▶ [What needs to be done]:
Reproduce the following material verbatim, line by line, without any alteration.

Position identification records
>> START
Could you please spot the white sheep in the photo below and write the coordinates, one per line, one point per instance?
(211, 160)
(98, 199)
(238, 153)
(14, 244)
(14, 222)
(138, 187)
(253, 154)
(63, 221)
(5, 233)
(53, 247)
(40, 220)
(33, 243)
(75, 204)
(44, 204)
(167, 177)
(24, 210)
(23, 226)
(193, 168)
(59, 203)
>> END
▶ [Finished exercise]:
Could you please spot the white sheep in the photo below and write the coordinates, one per line, one point per instance?
(211, 160)
(98, 199)
(238, 153)
(14, 244)
(14, 222)
(138, 187)
(253, 154)
(63, 221)
(5, 233)
(53, 247)
(40, 220)
(33, 243)
(75, 204)
(44, 204)
(167, 177)
(24, 210)
(23, 226)
(193, 168)
(59, 203)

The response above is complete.